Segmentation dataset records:
________________________________________
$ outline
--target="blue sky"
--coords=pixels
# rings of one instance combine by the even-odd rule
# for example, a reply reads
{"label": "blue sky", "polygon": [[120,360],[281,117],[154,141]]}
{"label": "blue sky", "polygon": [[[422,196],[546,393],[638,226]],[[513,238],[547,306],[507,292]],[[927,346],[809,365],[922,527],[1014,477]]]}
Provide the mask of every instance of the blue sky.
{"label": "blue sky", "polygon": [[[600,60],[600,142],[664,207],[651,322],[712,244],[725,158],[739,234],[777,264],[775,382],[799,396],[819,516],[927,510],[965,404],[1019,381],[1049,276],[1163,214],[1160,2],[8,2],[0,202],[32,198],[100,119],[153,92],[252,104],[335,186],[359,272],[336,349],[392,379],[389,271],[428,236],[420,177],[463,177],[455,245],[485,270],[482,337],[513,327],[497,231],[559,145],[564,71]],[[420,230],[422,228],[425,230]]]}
________________________________________
#### WORK TO COMPLETE
Gather every line of the data above that contains the string "instance" and copy each such line in full. Case counts.

#### SOLUTION FOR THIS PROBLEM
# rings of one instance combine by the even-odd rule
Provide the mask of every instance of the blue sky.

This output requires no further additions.